### [Text passage]
The majority of the HCC patients in the two cohorts were male (91.18%) with a tumor size of >5 cm at the time of surgery (45.96%), an elevated serum AFP level (47.79%) and with tumors exceeding the Milan and UCSF criteria (63.60 and 54.41%, respectively; Table I). In addition, the patients in cohort two were HCC transplant patients, thus representing a group of patients with advanced disease. Furthermore, the patients in cohort two were relatively younger than those in cohort one, and more patients in cohort two exhibited HBV infection, liver cirrhosis, multifocal tumor, portal vein tumor thrombosis (PVTT) and advanced TNM stage.
PVT1 overexpression in the two independent HCC cohorts and liver cancer cell lines
In the present study, the expression levels of PVT1 in the 272 HCC patients from the two independent cohorts were determined using RT-qPCR. Compared with the corresponding non-tumor liver tissues of the HCC cohorts, PVT1 expression was significantly increased in the cancerous tissues of the patients in cohort one (P=0.0016; Fig. 1A) and cohort two (P=0.0274; Fig. 1B). Furthermore, the expression of PVT1 was defined in 10 liver cancer cell lines and one healthy liver cell line. Of the 10 liver cancer cell lines, six (HepG2, SK-Hep1, MHCC-97L, SMMC-7721, MHCC-97H and Bel-7402) expressed a higher level of PVT1 than the healthy liver cell line (Fig. 2). Thus, the present study determined that PVT1 expression was significantly increased in HCC.
PVT1 expression levels in hepatocellular carcinoma tumor (HCC) tissue and the corresponding non-tumorous tissue. PVT1 expression levels were normalized to an internal control and log2-transformed. (A) Cohort one consists of 58 paired HCC resection samples and (B) cohort two consists of 128 paired HCC transplant samples. Horizontal lines in the plots represent the mean values. P-values between samples were obtained by performing a paired t-test.
Relative PVT1 expression levels in 10 liver cancer cell lines. HL-7702 is a healthy liver cell line. Data are the mean ± standard error of the mean (n=3). *P<0.05, vs. the control (HL-7702 cells), according to the paired t-test.
Association between PVT1 and HCC progression
As PVT1 expression was significantly increased in HCC, the association between PVT1 expression in HCC and disease progression was evaluated. First, the expression level of PVT1 in different TNM-stage patients was assessed, as TNM staging is a widely accepted system for HCC stratification. In HCC cohort two, advanced-stage patients (stages III and IV; n=115) exhibited increased expression levels of PVT1 compared with early-stage patients (stages I and II; n=99) (P=0.0466; Fig. 3A). Additionally, the patients exhibiting disease recurrence (n=114) demonstrated higher levels of PVT1 expression compared with the non-recurrence recipients (n=100) (P=0.0477;Fig. 3B). However, in HCC cohort one, it was difficult to analyze the data with sufficient statistical power due to the limited number of patients with an advanced disease stage (Fig. 3C).

### [Exercise tasks]
• 1. Answer these questions from the passage on PVT1 in liver cancer.
(a) What percentage of the HCC patients in the two cohorts were male?
(b) Which healthy liver cell line served as the control for the liver cancer cell lines?
(c) How many patients in HCC cohort two showed disease recurrence?
• 2. Pick up the passage on PVT1 in liver cancer after its last sentence, and continue it in the same style.

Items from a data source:
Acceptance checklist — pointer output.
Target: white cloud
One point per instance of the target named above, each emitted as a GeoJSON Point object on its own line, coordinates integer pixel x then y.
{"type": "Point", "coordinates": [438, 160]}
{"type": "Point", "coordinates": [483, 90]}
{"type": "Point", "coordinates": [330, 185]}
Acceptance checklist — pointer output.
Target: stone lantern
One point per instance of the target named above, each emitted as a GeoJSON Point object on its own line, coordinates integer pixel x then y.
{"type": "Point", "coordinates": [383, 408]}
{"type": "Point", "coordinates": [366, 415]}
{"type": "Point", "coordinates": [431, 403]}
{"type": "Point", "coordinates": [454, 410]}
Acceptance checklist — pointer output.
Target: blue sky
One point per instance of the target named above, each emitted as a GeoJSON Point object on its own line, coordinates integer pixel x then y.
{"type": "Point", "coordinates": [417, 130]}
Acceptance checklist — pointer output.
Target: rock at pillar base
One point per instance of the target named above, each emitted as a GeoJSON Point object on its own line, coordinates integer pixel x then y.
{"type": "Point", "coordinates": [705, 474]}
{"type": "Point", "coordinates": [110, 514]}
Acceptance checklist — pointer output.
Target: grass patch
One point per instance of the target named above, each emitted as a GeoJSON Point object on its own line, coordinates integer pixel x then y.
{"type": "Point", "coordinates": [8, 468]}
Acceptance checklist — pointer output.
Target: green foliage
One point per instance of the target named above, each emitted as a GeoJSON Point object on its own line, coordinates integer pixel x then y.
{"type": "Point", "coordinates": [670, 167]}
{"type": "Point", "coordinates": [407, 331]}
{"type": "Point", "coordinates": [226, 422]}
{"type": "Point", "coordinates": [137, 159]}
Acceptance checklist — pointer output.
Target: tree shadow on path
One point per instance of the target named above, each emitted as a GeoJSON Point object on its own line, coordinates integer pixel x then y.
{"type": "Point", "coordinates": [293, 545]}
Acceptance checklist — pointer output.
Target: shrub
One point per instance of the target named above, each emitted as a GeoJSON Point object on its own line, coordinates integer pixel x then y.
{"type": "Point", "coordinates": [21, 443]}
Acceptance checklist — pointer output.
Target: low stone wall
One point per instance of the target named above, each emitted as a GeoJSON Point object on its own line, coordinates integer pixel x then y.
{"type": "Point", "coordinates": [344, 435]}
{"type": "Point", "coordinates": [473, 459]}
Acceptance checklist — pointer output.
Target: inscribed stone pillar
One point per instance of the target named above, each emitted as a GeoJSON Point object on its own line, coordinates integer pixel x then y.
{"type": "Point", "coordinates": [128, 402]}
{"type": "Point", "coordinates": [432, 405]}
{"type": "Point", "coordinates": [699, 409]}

### [Answers to the tasks]
• 1.
(a) 91.18%
(b) HL-7702
(c) 114

• 2.
PVT1 expression levels defined according to the tumor-node-metastasis stage and recurrence status. (A) Cohort two: Early (stages I + II) vs. advanced stage (stages III + IV). (B) Cohort two: Non-recurrence vs. recurrence. (C) Cohort one: Three different stages (I vs. II vs. III). PVT1 expression levels were normalized to an internal control and log2-transformed. Horizontal lines in the plots represent the mean values. P-values were analyzed using (A and B) the independent t-test and (C) one-way analysis of variance.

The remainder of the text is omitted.